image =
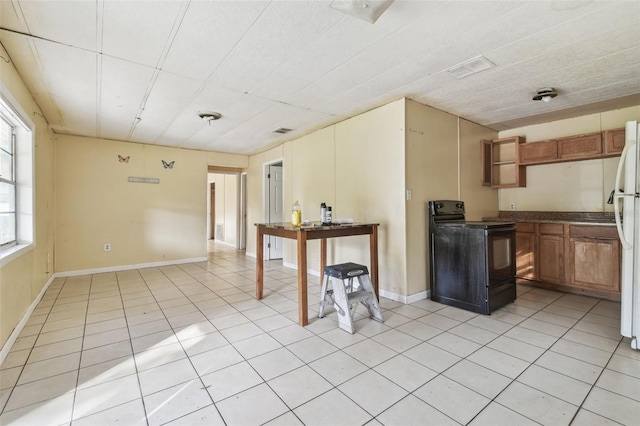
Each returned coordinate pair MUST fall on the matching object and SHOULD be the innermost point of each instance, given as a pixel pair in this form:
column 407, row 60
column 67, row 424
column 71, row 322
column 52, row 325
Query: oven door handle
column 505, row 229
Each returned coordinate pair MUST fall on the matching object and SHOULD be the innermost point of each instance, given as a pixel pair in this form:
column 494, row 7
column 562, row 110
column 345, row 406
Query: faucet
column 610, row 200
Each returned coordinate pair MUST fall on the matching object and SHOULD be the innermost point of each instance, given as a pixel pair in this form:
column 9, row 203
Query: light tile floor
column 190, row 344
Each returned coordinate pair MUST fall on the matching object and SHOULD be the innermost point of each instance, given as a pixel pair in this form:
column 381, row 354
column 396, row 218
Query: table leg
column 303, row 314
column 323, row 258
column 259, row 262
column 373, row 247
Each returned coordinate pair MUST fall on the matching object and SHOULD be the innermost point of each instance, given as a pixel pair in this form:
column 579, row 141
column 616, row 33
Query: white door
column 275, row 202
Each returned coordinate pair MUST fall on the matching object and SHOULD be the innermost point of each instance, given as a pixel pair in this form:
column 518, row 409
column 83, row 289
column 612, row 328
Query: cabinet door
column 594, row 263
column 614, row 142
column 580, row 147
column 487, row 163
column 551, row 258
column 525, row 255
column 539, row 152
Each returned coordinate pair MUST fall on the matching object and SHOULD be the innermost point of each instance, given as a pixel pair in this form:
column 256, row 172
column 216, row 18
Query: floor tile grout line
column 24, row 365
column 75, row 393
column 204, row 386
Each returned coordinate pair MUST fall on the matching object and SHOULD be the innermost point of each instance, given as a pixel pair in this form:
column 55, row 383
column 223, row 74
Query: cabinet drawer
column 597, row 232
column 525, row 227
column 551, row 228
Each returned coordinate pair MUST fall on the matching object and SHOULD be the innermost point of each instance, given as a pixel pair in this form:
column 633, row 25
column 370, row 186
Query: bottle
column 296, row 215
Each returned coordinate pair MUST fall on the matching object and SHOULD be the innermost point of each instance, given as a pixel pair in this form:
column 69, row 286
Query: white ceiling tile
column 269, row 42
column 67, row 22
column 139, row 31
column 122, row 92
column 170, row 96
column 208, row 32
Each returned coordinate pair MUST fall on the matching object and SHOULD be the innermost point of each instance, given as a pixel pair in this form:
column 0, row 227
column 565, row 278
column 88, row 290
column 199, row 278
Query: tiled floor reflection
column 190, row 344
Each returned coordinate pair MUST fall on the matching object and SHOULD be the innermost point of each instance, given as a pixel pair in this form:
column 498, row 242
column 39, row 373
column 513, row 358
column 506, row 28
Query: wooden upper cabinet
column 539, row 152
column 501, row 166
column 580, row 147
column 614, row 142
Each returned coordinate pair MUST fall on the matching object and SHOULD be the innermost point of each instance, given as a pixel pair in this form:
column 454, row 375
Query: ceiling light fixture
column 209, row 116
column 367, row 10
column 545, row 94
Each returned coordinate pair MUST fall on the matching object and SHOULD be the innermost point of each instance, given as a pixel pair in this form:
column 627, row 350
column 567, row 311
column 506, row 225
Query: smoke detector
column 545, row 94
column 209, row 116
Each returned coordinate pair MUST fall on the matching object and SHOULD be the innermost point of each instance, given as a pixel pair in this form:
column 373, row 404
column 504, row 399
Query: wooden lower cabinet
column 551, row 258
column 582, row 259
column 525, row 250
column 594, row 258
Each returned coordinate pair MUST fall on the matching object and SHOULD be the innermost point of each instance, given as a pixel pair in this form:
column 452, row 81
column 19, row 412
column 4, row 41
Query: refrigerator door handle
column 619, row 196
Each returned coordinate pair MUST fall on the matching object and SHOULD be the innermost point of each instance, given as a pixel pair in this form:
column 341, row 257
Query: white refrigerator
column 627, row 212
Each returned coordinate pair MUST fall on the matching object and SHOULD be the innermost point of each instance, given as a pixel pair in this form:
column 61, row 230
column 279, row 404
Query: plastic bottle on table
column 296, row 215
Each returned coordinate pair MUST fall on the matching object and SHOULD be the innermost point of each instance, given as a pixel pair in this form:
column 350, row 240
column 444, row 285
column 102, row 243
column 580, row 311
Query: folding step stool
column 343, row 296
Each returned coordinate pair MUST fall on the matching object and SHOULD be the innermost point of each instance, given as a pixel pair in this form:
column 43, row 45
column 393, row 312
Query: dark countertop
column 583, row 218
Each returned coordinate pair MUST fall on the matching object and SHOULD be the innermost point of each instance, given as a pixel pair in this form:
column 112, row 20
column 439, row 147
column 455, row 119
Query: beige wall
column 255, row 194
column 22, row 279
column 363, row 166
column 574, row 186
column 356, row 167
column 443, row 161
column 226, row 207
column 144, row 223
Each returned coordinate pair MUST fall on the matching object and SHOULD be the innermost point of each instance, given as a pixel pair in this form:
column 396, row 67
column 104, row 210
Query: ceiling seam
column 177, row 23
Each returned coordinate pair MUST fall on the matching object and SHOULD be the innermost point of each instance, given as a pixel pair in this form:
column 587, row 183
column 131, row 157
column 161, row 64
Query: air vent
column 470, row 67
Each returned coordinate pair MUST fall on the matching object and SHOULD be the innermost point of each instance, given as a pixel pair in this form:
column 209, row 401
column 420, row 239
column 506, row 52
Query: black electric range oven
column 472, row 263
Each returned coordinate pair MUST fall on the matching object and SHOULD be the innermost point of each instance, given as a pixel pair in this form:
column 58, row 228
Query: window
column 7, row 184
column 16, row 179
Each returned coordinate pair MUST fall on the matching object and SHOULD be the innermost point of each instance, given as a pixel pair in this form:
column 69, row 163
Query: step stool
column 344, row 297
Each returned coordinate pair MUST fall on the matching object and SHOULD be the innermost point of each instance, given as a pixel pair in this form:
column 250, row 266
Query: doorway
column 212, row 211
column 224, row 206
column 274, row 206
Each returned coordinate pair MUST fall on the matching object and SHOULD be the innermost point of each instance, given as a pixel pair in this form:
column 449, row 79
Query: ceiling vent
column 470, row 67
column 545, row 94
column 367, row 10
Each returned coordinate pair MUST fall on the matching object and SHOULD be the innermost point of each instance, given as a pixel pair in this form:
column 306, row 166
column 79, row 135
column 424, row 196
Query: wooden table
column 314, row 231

▶ [Work to be completed]:
Please reproduce the listing above with every "innermost point" changed to "most central point" and everything else unchanged. Omit the pictures from your answer.

▶ [Solution to this problem]:
image =
Each returned coordinate pair MUST fall on the matching object and SHOULD be the most central point of each instance, given as a pixel pair in this form:
column 407, row 60
column 67, row 424
column 71, row 322
column 52, row 325
Query: oven door handle
column 505, row 229
Each returned coordinate pair MUST fall on the matching object and SHOULD be the most central point of each instance, given as a pixel pair in this form:
column 494, row 7
column 562, row 110
column 345, row 406
Query: faucet
column 610, row 200
Each returned coordinate pair MUST fall on the matching object and SHOULD be the most central point of each instance, given as a pixel pair in this form:
column 9, row 203
Query: light tile floor
column 190, row 344
Each returned coordinate pair MUST fall on the matching object and SHOULD be the most central point of each instance, given as a pixel pair in this form:
column 381, row 354
column 396, row 218
Query: table leg
column 303, row 314
column 323, row 258
column 259, row 262
column 373, row 247
Each returned coordinate pair MUST fall on the matching object and SHOULD be the most central point of each instance, given as a pixel pair in this form:
column 579, row 141
column 616, row 33
Query: white door
column 275, row 202
Each returned coordinate pair MUST fall on the matching object and SHOULD be the most central point of each instance, given as a pixel pair in this form:
column 518, row 409
column 83, row 289
column 612, row 328
Query: cabinet door
column 594, row 263
column 614, row 142
column 580, row 147
column 487, row 163
column 551, row 258
column 525, row 255
column 539, row 152
Each returned coordinate pair MUST fall on the matching object and SHOULD be the most central point of each instance, given as a pixel pair in this form:
column 256, row 172
column 216, row 18
Query: floor tile grout line
column 24, row 365
column 75, row 393
column 204, row 386
Each returned coordinate pair MUST fall on the matching object and SHOULD be the most central point of each instance, given as a pixel pair in this form:
column 55, row 383
column 223, row 74
Query: cabinet drawer
column 597, row 232
column 525, row 227
column 551, row 228
Each returned coordinate pair MUST fall on the matching object and SHOULD be the most central point of each instance, given as a pixel pair in this form:
column 633, row 25
column 370, row 186
Query: bottle
column 296, row 215
Each returned coordinate pair MUST fall on the matching object and SHOULD be the most central point of each instance, given as a pixel pair in this form:
column 69, row 286
Query: white ceiling tile
column 269, row 42
column 67, row 22
column 139, row 31
column 122, row 92
column 170, row 96
column 208, row 32
Each returned coordinate pair MUST fall on the matching object and SHOULD be the most central point of each instance, given as a pixel pair in this form:
column 0, row 227
column 565, row 278
column 88, row 290
column 199, row 278
Query: tiled floor reflection
column 190, row 344
Each returned coordinate pair MUST fall on the matching object and SHOULD be the most central point of each instance, given as a pixel pair in this form:
column 498, row 242
column 39, row 373
column 513, row 358
column 506, row 28
Query: wooden upper cabinet
column 539, row 152
column 501, row 166
column 580, row 147
column 614, row 142
Each returned coordinate pair MUST fall on the matching object and SHOULD be the most central point of each instance, given as a pixel pair in this form:
column 454, row 375
Query: ceiling light fixture
column 209, row 116
column 367, row 10
column 545, row 94
Each returned coordinate pair MUST fall on the matching object and SHOULD be the most central point of each instance, given as a pixel pair in this form:
column 627, row 350
column 567, row 311
column 506, row 225
Query: smoke detector
column 545, row 94
column 209, row 116
Each returned coordinate pair MUST fall on the matching object and SHOULD be the most central point of each instance, given as a pixel pair in this form:
column 373, row 404
column 504, row 399
Query: wooden lower cabinet
column 551, row 258
column 582, row 259
column 525, row 250
column 594, row 258
Each returned coordinate pair MUST fall on the matching object and SHOULD be the most central point of each instance, given as a pixel pair in this form:
column 452, row 81
column 19, row 412
column 4, row 41
Query: refrigerator door handle
column 619, row 196
Each returned coordinate pair MUST fall on the matching object and SHOULD be the most central point of each instance, given as a pixel pair in this form:
column 341, row 257
Query: white refrigerator
column 627, row 212
Each returned coordinate pair MUST fall on the matching object and SHOULD be the most central point of each instance, given as a pixel pair in this form:
column 61, row 230
column 279, row 404
Query: plastic bottle on table
column 296, row 215
Each returned coordinate pair MUST fall on the matching object and SHOULD be the most central point of each instance, given as a pixel pair in this form:
column 350, row 240
column 444, row 285
column 102, row 243
column 580, row 311
Query: folding step stool
column 343, row 296
Each returned coordinate pair MUST fall on the matching object and SHOULD be the most central point of each instance, given as a pixel pair in this form:
column 43, row 45
column 393, row 312
Query: dark countertop
column 583, row 218
Each returned coordinate pair MUST fall on the matching object and SHOULD be the most central point of each instance, given as a pixel pair in this form:
column 112, row 20
column 439, row 147
column 455, row 119
Query: beige wall
column 255, row 194
column 22, row 279
column 363, row 166
column 574, row 186
column 356, row 167
column 443, row 161
column 226, row 207
column 144, row 223
Each returned coordinate pair MUST fall on the matching object and SHOULD be the most central point of each instance, given as a pixel pair in this form:
column 396, row 67
column 104, row 210
Query: ceiling seam
column 177, row 23
Each returned coordinate pair MUST fall on the matching object and SHOULD be the most central point of each instance, given as a pixel pair in this form:
column 587, row 183
column 131, row 157
column 161, row 64
Query: air vent
column 470, row 67
Each returned coordinate pair MUST fall on the matching object and SHOULD be the most central point of each instance, given as a pixel pair in this form:
column 209, row 401
column 420, row 239
column 506, row 52
Query: black electric range oven
column 472, row 263
Each returned coordinate pair MUST fall on the matching object and SHOULD be the most central point of each instance, given as a pixel pair in this form:
column 58, row 228
Query: window
column 7, row 184
column 16, row 179
Each returned coordinate pair MUST fall on the matching object and SHOULD be the most central point of each instance, given as a pixel pair in this form:
column 69, row 163
Query: step stool
column 344, row 297
Each returned coordinate pair MUST fall on the matching object and SHOULD be the most central point of each instance, given as a pixel pair in this form:
column 250, row 266
Query: doorway
column 212, row 211
column 224, row 206
column 274, row 206
Each returned coordinate pair MUST fall on the matching object and SHOULD be the most central point of each instance, given as a pixel pair in this form:
column 449, row 79
Query: ceiling vent
column 470, row 67
column 545, row 94
column 367, row 10
Each returned coordinate pair MUST fall on the matching object and SHOULD be the most central point of each instance, given as a pixel pair in this form:
column 306, row 166
column 79, row 135
column 424, row 196
Query: wooden table
column 314, row 231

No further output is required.